━━━━━ Source records

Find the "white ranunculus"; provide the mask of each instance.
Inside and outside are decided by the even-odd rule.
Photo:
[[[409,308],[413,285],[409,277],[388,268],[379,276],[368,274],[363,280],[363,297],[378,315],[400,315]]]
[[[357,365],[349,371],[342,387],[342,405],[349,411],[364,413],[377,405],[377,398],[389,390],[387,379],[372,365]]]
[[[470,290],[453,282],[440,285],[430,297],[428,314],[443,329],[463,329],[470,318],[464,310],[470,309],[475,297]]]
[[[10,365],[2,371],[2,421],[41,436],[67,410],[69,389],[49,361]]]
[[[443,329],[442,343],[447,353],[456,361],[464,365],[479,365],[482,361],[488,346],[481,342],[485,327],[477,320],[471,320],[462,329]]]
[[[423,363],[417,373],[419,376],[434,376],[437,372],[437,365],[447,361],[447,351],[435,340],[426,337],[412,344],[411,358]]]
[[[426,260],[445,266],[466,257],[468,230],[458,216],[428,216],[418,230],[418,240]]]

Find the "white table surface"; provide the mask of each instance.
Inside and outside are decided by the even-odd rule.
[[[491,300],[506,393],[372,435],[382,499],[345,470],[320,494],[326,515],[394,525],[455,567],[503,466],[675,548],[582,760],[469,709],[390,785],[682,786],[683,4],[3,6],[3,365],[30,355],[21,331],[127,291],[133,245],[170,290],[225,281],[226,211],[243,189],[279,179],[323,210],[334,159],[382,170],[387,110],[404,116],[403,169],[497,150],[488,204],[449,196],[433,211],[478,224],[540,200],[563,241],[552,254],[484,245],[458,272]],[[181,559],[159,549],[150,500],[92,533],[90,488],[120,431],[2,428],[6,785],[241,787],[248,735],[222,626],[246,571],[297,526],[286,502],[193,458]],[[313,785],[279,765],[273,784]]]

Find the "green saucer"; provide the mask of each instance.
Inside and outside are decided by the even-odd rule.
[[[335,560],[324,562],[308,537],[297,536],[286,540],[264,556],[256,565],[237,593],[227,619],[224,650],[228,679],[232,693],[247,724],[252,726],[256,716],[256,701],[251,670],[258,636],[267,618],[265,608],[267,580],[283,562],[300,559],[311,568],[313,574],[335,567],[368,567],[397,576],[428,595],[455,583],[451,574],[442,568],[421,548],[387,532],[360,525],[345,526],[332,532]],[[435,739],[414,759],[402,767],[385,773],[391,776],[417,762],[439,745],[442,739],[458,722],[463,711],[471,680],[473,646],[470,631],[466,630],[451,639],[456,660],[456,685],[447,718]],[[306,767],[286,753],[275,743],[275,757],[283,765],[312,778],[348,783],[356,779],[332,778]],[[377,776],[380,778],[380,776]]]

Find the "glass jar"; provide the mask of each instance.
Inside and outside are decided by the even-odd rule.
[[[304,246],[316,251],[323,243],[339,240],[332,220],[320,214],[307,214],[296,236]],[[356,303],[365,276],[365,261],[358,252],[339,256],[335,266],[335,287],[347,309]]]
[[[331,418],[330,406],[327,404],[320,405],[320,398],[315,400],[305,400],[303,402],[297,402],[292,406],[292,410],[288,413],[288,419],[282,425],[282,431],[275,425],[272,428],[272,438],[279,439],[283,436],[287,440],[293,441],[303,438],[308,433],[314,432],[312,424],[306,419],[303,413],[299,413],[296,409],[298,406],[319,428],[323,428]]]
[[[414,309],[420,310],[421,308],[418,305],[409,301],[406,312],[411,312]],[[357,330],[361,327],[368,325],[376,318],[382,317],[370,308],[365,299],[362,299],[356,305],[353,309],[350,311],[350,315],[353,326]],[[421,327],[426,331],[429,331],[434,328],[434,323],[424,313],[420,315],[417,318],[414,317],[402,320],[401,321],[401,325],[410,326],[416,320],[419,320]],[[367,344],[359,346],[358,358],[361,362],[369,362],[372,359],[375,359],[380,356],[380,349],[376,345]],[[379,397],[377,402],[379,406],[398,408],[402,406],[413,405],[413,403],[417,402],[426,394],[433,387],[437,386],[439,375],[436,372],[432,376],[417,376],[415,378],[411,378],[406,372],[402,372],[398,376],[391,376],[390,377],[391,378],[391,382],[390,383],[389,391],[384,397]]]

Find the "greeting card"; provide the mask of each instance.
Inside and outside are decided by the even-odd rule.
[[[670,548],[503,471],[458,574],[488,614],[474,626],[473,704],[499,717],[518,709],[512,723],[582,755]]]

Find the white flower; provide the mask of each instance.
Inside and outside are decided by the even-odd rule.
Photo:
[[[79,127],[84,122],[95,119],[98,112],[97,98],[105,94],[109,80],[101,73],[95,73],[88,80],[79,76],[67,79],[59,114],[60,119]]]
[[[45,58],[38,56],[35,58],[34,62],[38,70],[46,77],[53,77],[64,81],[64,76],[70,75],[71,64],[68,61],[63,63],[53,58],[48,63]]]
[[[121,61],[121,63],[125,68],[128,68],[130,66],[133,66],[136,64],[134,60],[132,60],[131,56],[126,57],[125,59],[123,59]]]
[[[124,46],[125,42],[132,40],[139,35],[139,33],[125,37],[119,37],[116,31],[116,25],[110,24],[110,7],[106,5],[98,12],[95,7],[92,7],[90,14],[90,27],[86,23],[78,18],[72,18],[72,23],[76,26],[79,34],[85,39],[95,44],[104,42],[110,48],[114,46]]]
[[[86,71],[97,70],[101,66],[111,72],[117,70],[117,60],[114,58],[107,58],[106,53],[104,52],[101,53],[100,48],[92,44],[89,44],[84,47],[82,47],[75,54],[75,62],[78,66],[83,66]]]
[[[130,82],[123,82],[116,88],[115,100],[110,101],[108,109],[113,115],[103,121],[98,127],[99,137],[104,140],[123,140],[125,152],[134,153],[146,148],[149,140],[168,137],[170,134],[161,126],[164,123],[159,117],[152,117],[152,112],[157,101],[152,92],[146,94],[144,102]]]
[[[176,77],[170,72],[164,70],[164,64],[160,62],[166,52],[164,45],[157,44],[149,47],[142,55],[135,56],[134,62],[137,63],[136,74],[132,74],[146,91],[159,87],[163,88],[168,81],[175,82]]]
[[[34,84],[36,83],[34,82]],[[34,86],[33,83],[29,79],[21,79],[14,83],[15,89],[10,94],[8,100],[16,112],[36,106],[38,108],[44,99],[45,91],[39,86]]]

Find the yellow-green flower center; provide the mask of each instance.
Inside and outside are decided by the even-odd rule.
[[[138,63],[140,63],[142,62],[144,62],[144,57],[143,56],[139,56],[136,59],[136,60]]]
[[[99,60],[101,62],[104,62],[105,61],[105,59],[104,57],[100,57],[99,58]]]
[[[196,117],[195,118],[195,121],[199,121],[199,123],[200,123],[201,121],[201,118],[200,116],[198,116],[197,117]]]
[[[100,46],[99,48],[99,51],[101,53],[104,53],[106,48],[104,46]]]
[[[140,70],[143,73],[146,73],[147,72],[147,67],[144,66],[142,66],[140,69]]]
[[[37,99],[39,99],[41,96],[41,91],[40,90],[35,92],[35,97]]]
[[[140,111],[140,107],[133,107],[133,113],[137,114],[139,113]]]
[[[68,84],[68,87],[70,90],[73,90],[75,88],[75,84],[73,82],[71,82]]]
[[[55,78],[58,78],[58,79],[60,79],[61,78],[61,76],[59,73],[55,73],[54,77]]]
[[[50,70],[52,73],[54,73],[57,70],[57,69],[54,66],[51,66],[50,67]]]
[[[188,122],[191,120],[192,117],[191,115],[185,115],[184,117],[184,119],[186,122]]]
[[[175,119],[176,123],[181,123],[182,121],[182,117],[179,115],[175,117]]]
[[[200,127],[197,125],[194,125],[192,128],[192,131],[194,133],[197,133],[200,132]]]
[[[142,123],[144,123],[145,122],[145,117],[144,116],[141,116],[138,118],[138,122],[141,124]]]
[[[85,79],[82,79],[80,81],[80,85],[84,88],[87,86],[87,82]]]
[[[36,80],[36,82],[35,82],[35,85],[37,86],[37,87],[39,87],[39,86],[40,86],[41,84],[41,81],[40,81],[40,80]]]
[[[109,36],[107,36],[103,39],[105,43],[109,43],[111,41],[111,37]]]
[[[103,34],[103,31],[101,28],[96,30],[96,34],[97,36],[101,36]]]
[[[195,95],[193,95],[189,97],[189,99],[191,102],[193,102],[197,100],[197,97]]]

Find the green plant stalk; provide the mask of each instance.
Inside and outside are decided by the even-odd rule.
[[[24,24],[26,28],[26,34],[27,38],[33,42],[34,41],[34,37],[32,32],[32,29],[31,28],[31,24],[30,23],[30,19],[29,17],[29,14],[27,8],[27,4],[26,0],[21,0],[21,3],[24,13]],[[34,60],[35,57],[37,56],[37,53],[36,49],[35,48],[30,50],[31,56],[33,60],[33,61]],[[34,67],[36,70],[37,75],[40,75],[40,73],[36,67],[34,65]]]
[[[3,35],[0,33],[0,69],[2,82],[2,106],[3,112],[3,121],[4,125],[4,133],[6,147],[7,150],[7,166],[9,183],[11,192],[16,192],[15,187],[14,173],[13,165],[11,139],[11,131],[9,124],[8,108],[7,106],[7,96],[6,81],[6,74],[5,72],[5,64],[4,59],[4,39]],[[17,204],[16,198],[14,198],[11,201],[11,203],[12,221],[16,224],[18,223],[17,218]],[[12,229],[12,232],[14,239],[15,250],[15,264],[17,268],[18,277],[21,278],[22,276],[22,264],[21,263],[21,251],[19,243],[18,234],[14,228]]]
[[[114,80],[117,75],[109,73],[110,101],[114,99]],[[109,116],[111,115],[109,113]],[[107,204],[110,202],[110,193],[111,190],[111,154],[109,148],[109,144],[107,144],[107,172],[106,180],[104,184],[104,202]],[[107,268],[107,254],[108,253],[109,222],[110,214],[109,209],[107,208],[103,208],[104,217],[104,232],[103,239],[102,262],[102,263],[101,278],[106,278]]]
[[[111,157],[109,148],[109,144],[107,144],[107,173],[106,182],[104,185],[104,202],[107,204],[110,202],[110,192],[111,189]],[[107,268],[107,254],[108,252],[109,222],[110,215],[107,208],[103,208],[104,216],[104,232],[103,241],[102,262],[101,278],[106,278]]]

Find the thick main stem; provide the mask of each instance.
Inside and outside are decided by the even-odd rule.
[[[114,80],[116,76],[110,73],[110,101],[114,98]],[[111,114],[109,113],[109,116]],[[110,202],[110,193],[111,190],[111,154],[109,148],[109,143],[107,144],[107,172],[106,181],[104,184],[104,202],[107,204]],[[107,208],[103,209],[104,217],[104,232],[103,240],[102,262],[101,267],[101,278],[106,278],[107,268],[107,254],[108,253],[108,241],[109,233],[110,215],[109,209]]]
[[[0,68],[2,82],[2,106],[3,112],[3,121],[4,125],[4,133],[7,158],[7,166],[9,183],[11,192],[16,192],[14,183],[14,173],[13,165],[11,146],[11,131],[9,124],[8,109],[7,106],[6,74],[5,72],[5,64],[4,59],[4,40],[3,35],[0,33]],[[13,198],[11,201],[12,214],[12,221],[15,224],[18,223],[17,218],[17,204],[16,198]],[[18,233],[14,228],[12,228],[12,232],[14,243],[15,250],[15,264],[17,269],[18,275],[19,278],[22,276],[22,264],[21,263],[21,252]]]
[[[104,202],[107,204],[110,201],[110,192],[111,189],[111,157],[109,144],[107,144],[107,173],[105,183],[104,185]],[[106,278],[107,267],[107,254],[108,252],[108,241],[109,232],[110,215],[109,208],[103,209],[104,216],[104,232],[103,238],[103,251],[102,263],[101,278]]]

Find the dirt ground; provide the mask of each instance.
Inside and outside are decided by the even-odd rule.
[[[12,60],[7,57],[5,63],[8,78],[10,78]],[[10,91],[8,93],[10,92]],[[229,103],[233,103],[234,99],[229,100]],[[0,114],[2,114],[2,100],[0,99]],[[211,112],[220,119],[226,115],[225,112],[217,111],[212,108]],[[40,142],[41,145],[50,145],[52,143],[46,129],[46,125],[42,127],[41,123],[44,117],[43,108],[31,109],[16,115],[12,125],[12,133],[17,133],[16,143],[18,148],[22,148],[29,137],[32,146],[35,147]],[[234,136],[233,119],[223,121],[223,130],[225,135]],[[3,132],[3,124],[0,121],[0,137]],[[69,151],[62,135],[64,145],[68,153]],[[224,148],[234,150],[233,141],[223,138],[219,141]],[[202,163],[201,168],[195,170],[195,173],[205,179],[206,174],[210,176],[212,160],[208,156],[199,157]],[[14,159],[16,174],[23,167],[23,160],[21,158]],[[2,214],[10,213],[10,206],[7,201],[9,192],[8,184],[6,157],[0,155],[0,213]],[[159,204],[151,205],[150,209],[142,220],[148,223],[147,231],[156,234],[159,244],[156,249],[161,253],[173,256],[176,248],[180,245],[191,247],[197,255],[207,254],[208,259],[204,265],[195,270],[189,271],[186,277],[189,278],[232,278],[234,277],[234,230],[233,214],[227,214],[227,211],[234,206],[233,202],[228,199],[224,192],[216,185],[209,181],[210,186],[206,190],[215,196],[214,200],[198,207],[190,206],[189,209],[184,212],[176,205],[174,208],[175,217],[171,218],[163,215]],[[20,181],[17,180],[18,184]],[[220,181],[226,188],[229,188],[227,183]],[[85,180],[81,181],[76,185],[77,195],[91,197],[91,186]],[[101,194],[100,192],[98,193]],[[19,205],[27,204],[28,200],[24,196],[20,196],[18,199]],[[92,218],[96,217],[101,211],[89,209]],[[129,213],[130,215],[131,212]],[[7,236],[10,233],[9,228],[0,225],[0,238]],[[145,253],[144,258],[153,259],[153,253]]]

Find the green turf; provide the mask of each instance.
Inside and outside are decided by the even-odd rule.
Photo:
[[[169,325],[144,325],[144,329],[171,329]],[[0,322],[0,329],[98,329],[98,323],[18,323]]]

━━━━━━━━━━

**Description of the task:** In the entries above, find the line containing "Find the green turf;". Set down that line and every line after it through the last one, exactly and alone.

**Expected output:**
Find the green turf; provide the mask of each instance.
Inside and outside are decided by the even-odd rule.
Photo:
[[[169,325],[144,325],[144,329],[171,329]],[[0,322],[0,329],[98,329],[98,323],[18,323]]]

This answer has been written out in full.